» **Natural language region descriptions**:
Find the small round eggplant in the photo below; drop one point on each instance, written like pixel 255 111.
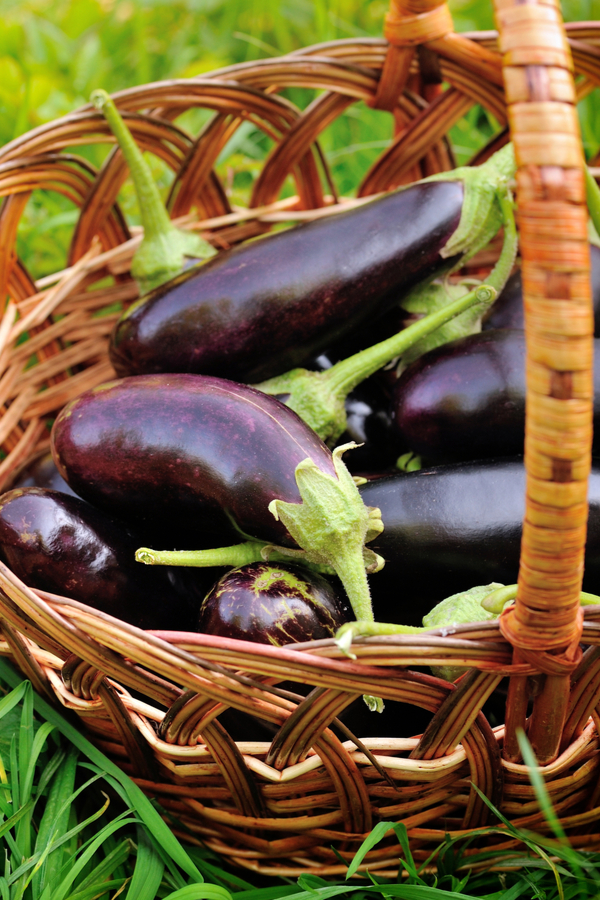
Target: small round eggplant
pixel 448 528
pixel 466 399
pixel 200 454
pixel 272 604
pixel 58 543
pixel 268 306
pixel 507 310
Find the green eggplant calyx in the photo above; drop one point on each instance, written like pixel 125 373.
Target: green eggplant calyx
pixel 311 396
pixel 332 524
pixel 481 213
pixel 319 397
pixel 164 247
pixel 234 556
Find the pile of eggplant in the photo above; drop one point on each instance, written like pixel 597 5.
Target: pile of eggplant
pixel 217 460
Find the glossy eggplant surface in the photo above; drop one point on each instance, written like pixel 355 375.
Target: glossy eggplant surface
pixel 466 399
pixel 198 454
pixel 269 305
pixel 42 472
pixel 273 604
pixel 449 528
pixel 59 543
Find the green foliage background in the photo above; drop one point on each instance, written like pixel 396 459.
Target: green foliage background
pixel 53 53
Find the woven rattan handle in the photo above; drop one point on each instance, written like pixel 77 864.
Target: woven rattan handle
pixel 545 624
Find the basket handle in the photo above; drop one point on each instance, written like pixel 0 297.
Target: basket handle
pixel 544 626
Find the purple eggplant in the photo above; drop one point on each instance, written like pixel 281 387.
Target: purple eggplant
pixel 272 604
pixel 56 542
pixel 508 312
pixel 42 472
pixel 466 399
pixel 201 453
pixel 222 461
pixel 448 528
pixel 268 306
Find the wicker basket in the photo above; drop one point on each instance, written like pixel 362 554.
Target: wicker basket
pixel 304 798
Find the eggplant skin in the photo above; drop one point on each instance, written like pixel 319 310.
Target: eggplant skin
pixel 272 604
pixel 56 542
pixel 203 456
pixel 42 472
pixel 269 305
pixel 466 399
pixel 449 528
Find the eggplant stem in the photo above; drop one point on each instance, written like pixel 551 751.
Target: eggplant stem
pixel 344 376
pixel 236 555
pixel 164 247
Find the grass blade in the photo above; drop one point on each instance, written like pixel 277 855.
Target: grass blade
pixel 148 871
pixel 135 796
pixel 55 821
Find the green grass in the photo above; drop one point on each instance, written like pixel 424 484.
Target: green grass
pixel 54 53
pixel 74 827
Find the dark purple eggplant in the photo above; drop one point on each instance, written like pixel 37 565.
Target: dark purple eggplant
pixel 368 422
pixel 223 461
pixel 448 528
pixel 268 306
pixel 203 453
pixel 466 399
pixel 507 310
pixel 56 542
pixel 272 604
pixel 42 472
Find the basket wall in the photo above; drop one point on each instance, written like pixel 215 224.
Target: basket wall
pixel 280 797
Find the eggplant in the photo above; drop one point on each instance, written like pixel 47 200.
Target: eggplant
pixel 56 542
pixel 222 461
pixel 271 304
pixel 272 604
pixel 199 453
pixel 466 399
pixel 448 528
pixel 42 472
pixel 507 310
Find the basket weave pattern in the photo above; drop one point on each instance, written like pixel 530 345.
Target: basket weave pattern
pixel 153 701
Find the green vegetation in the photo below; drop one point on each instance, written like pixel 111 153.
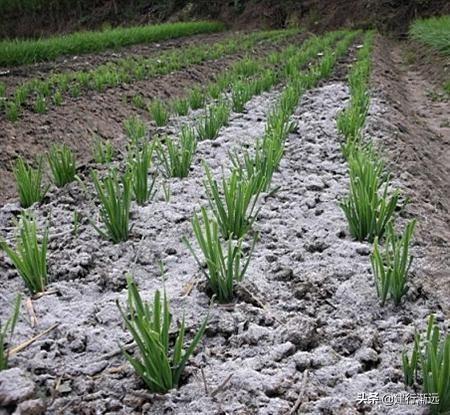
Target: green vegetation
pixel 176 159
pixel 29 182
pixel 128 70
pixel 224 270
pixel 6 333
pixel 434 32
pixel 215 117
pixel 30 254
pixel 62 164
pixel 351 121
pixel 368 208
pixel 429 365
pixel 115 201
pixel 139 165
pixel 233 203
pixel 19 52
pixel 391 268
pixel 150 328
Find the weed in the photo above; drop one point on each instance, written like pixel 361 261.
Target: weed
pixel 224 270
pixel 115 201
pixel 62 164
pixel 30 255
pixel 150 326
pixel 391 267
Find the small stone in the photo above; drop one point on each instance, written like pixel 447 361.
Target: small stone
pixel 284 274
pixel 15 387
pixel 31 407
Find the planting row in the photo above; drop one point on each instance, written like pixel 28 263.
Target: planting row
pixel 38 94
pixel 370 209
pixel 19 52
pixel 219 232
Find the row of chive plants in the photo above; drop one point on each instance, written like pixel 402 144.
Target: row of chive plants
pixel 370 209
pixel 38 95
pixel 15 52
pixel 114 193
pixel 30 253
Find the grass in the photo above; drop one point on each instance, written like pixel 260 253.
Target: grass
pixel 233 203
pixel 6 333
pixel 176 159
pixel 150 326
pixel 368 208
pixel 434 32
pixel 139 165
pixel 19 52
pixel 115 201
pixel 215 117
pixel 131 69
pixel 29 182
pixel 62 164
pixel 158 112
pixel 103 152
pixel 429 365
pixel 30 254
pixel 391 267
pixel 224 269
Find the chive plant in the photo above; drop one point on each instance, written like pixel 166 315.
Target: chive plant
pixel 233 203
pixel 62 164
pixel 391 267
pixel 139 165
pixel 30 254
pixel 368 208
pixel 7 332
pixel 215 117
pixel 115 201
pixel 225 268
pixel 176 159
pixel 158 112
pixel 429 365
pixel 159 365
pixel 29 182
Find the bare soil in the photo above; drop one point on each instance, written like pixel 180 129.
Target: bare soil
pixel 79 120
pixel 414 128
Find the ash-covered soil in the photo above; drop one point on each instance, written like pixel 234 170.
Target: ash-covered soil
pixel 306 331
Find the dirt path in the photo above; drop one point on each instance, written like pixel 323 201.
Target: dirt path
pixel 414 127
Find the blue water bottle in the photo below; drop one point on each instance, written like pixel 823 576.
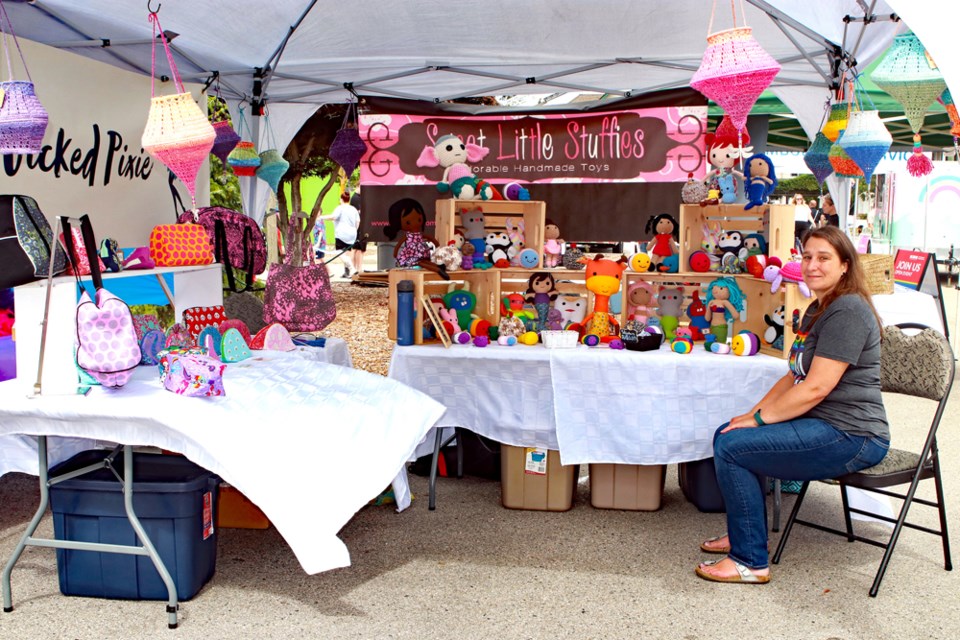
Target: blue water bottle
pixel 405 312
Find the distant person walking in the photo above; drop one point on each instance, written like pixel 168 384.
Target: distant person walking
pixel 828 213
pixel 346 222
pixel 802 218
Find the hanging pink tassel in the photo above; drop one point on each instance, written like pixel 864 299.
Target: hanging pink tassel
pixel 918 165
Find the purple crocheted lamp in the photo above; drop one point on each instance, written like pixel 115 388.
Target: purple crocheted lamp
pixel 225 141
pixel 734 71
pixel 347 149
pixel 23 120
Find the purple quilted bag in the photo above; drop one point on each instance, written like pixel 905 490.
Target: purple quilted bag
pixel 107 345
pixel 299 297
pixel 238 241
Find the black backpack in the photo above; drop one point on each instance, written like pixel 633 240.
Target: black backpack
pixel 25 241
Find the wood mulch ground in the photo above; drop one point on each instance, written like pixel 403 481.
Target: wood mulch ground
pixel 362 322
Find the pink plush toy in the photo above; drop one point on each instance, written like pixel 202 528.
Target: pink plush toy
pixel 453 155
pixel 789 272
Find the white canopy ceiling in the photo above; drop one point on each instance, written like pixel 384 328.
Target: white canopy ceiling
pixel 293 55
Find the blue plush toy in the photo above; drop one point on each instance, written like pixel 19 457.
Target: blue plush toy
pixel 760 180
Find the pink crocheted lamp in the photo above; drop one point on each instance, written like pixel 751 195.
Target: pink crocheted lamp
pixel 911 78
pixel 734 71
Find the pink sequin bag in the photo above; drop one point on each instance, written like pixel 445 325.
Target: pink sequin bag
pixel 107 344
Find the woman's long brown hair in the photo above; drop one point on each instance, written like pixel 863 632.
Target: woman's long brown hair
pixel 854 281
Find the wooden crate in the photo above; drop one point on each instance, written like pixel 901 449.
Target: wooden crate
pixel 484 284
pixel 774 222
pixel 532 212
pixel 761 302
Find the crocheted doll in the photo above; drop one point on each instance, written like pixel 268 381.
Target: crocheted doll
pixel 414 248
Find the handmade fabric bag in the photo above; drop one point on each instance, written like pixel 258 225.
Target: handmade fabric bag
pixel 246 307
pixel 107 345
pixel 191 374
pixel 25 242
pixel 180 245
pixel 299 297
pixel 236 238
pixel 198 318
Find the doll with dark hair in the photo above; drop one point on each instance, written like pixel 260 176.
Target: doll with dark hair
pixel 413 248
pixel 541 292
pixel 665 242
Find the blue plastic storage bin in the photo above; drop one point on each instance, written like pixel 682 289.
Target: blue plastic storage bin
pixel 169 496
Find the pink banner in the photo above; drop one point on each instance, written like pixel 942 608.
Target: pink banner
pixel 646 145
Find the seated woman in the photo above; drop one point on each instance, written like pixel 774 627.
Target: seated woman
pixel 822 419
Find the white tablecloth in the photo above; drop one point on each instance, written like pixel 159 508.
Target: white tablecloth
pixel 593 405
pixel 310 443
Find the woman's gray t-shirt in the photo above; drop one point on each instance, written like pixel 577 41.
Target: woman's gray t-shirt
pixel 846 331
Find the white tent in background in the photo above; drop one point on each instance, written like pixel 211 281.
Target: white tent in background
pixel 294 55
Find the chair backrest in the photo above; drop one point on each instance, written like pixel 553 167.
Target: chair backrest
pixel 918 365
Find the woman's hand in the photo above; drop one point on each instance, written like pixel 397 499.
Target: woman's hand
pixel 745 421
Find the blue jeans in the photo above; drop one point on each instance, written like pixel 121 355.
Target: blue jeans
pixel 801 449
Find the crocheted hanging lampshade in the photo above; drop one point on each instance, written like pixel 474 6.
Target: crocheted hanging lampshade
pixel 947 101
pixel 843 165
pixel 347 149
pixel 225 141
pixel 244 159
pixel 23 120
pixel 817 158
pixel 179 135
pixel 272 167
pixel 836 121
pixel 866 140
pixel 734 71
pixel 911 78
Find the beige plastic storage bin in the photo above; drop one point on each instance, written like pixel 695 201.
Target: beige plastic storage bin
pixel 632 487
pixel 527 482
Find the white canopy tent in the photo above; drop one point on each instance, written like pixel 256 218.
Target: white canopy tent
pixel 293 55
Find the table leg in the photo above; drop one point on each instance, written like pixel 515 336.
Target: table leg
pixel 34 523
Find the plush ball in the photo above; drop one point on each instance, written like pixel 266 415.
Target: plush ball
pixel 640 262
pixel 756 265
pixel 529 259
pixel 719 347
pixel 746 343
pixel 700 261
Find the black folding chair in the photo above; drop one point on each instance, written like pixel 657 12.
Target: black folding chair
pixel 922 366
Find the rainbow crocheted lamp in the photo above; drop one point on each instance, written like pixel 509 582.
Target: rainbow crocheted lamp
pixel 817 158
pixel 225 141
pixel 911 78
pixel 734 71
pixel 866 140
pixel 843 165
pixel 836 121
pixel 272 167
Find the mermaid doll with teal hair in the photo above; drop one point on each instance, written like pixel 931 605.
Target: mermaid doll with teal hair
pixel 725 302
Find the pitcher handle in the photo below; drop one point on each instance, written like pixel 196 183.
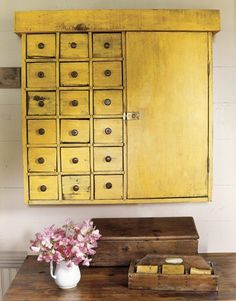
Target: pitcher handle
pixel 51 270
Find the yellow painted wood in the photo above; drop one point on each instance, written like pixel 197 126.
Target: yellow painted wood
pixel 108 102
pixel 168 145
pixel 81 126
pixel 82 183
pixel 101 126
pixel 107 45
pixel 51 183
pixel 101 190
pixel 41 103
pixel 74 103
pixel 81 69
pixel 75 159
pixel 42 159
pixel 118 20
pixel 45 70
pixel 108 159
pixel 49 127
pixel 107 74
pixel 41 45
pixel 74 45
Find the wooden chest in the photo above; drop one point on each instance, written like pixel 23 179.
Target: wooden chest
pixel 126 239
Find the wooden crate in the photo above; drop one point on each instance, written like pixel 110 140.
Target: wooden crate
pixel 126 239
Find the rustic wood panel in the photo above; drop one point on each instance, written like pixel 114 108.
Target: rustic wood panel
pixel 10 77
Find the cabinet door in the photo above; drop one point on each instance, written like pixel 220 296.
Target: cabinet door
pixel 167 83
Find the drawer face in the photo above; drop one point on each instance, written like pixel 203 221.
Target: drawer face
pixel 75 159
pixel 108 102
pixel 108 131
pixel 41 131
pixel 42 159
pixel 109 187
pixel 43 187
pixel 74 102
pixel 41 103
pixel 41 75
pixel 76 187
pixel 108 159
pixel 106 74
pixel 107 45
pixel 74 45
pixel 76 131
pixel 41 45
pixel 74 74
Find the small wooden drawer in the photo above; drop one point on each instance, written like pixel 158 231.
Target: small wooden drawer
pixel 74 102
pixel 75 131
pixel 109 187
pixel 108 159
pixel 42 159
pixel 74 45
pixel 41 45
pixel 41 75
pixel 43 187
pixel 108 102
pixel 107 45
pixel 76 187
pixel 41 131
pixel 75 159
pixel 108 131
pixel 74 74
pixel 107 74
pixel 41 103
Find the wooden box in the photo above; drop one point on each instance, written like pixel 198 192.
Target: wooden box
pixel 126 239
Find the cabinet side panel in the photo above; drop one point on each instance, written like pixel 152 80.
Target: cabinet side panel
pixel 167 83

» **Instructions for the task**: Your reply should consist of a single number, the count of lines in the records above that contain the string "below".

» **Solved exercise**: 4